* [Work task] Only the lines from the one with "When the pointer" to the end of the data below should be given again, exactly as written.

──────── Data section

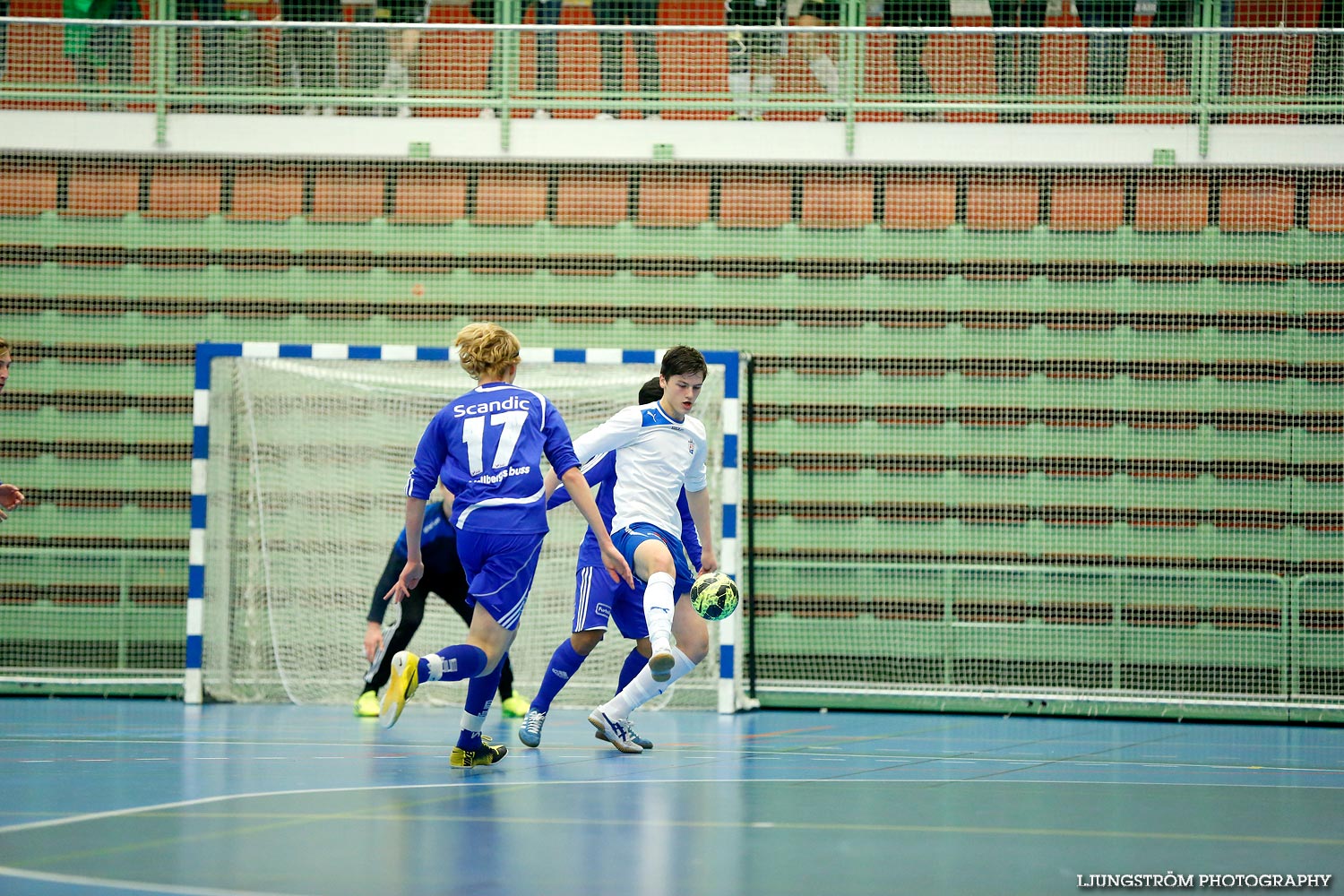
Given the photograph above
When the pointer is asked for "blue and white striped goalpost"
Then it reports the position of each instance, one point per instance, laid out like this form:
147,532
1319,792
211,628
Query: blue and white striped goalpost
730,481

────────────────

* [Answer]
When the pointer is asked for "blue and white striped goalpost"
Then it reports the position of each instance, one point per instance, laid out like this form:
147,532
1319,792
211,628
Query: blue and white striped goalpost
730,481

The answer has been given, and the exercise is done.